Selamlık (public section)

The Harem was connected to the Selamlık by a long, narrow corridor manned by eunuch guards. As in the Topkapı Palace, the harem contained quarters for official wives, the Queen mother (Valide Sultan), favorites (Gozde) and concubines (Cariye), as well as schoolrooms for the young children of the sultan. When the princes reached puberty, they were no longer quartered in the harem, but rather (as I mentioned in the Topkapi Palace Harem post) given quarters of their own where they were confined and closely watched so they could not make trouble for the reigning sultan.

Detail of Dolmabahçe palace harem windows and side doorways.

In fact there was a separate palace for the Crown Prince on the east side of the Dolmabahçe Palace, not connected to the harem; it is now the National Palaces Painting Museum (Milli Saraylar Resim Müzesi). By this time (late 19th century) the Kafes or Cage in the Topkapi Palace was no longer in use, and junior princes were confined in other palaces such as the Beylerbeyi on the Asian side of the Bosporus.

The former Crown Prince Residence of Dolmabahçe Palace, now an art museum exhibiting circa 200 paintings by both Turkish and international artists of the 19th century..

Not long after passing the Dolmabahçe Palace, we encountered another 19th-century Ottoman palace, the Çırağan. It would not be the last; it seems that in the 19th century the Ottoman sultans decided that it was too déclassé to live in the palaces of their predecessors, and started a tradition (short-lived, as it turned out) of each sultan building his own new palace upon his accession. The Çırağan Palace was built for Sultan Abdulaziz (r. 1861-1876), who entrusted both design and construction to the Armenian Balyan family, who provided virtually all the Ottoman palace architects in the 19th century.  Construction was completed in 1867. Abdulaziz was deposed in a coup in 1876 and shortly afterward died, most likely by suicide. His immediate successor, his nephew Murad V, then moved into Çırağan, only to be deposed himself by his brother Abdulhamid II by reason of mental incompetence. But Murad continued to live in the Çırağan Palace until his death in 1904. Abdulhamid II had his own new palace, the Yildiz (Star), built in 1880, in a complex on the hill above the Çırağan, but it was not visible from our cruise boat.

Entries for bounding box labeling
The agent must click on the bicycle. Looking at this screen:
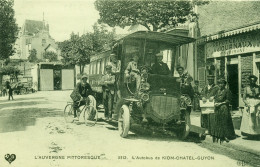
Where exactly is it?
[64,95,98,126]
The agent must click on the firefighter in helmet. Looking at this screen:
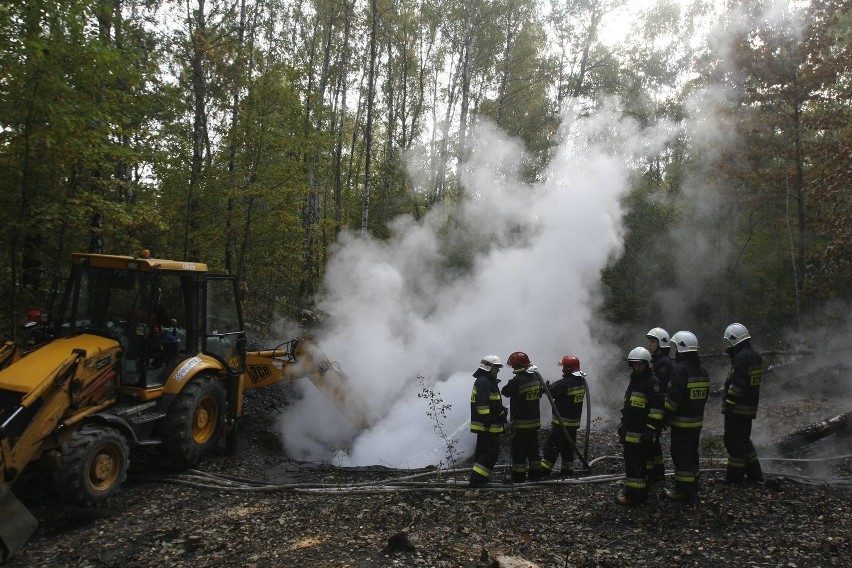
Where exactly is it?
[665,331,710,501]
[470,355,506,487]
[500,351,544,483]
[645,327,674,483]
[541,355,586,478]
[722,323,763,484]
[615,347,664,507]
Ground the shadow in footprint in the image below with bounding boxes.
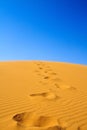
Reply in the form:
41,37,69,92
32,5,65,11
13,112,63,130
30,92,59,100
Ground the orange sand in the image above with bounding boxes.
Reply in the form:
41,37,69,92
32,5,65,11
0,61,87,130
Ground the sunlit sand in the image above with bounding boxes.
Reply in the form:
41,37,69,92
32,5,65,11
0,61,87,130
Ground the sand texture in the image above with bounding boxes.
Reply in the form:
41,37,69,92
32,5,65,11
0,61,87,130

### Given task A:
List every Ottoman sultan named in the palace text.
### Given task B:
Answer each question from the palace text:
(i) Which family did Sultan Abdulaziz entrust with the design and construction of the Çırağan Palace?
(ii) What is the former Crown Prince residence of Dolmabahçe Palace now?
(iii) In what year was the Yildiz palace built?
### Given task C:
Write a continuation of the palace text, starting after its final sentence.
The data has no connection to the text about the Ottoman palaces.

### Expected answer A:
Abdulaziz, Murad V, Abdulhamid II

### Expected answer B:
(i) The Armenian Balyan family
(ii) The National Palaces Painting Museum (Milli Saraylar Resim Müzesi), an art museum
(iii) 1880

### Expected answer C:
In 1909, after the Young Turk revolution had swept Abdulhamid II into retirement, the Çırağan Palace became the meeting place of the new Ottoman Parliament; unfortunately it was nearly destroyed by a catastrophic fire shortly thereafter. Only the outside walls remained intact, and for years the property was used as a football field. In 1987 a Japanese company purchased the ruined palace and had it restored, adding a new hotel building next to it. Currently the property is owned by the Kempinski Hotels chain, which operates the restored palace as luxury suites for the hotel, with the top-rated Sultan’s Suite going for US$35,000 per night.

The former Çırağan palace, built in the 1860s, now one of the world’s most expensive hotels.

Our Bosporus cruise was set up to follow the European shore on the way out and the Asian shore on the way back. Our itinerary took us under two colossal bridges spanning the Bosporus. The older of the two, built in 1973, was known at the time of our visit to Istanbul simply as the Bosporus Bridge, but in 2016 it was renamed the July 15th Martyrs’ Bridge in memory of the soldiers who were killed resisting the attempted military coup on that date. At the time of its completion, it had the fourth longest suspension bridge span in the world, and the longest outside the USA, but since then a lot of other bridges have been built and it is now only the fortieth longest.

The older of the two bridges spanning the Bosphorus. (There has been a third added since this picture was taken.) About 180,000 cars per day pass over it.

In the shadow of the Bosphorus Bridge stands the Ortaköy Mosque, formally titled the Büyük Mecidiye Camii, or Grand Imperial Mosque, of Sultan Abdülmecid. It was built between 1854 and 1856, in the then-fashionable Neo-Baroque style. The architects were (who else?) members of the Armenian Balyan family of court architects.

A Baroque Revival mosque commissioned by Sultan Abdülmecid I and built in 1854-56. The Bosphorus Bridge, which almost passes over it, was built in 1970-73.

The Ortaköy Mosque is rather modest in size, especially by comparison with the great mosques in the central area of Istanbul, but it stands out nonetheless, partly because of its location and partly because of its unusual design. Although we did not have a chance to visit the interior, I understand from descriptions and photos that the high bay windows are cunningly crafted to refract the light entering them – both direct sunlight and light reflected off the water – so as to flood the interior with a soft and serene radiance.

Officially known as the Büyük Mecidiye Camii – Grand Imperial Mosque – it is noted for its high bay windows, which are cunningly contrived to stage a “light show” using both sunlight and reflected light from the water.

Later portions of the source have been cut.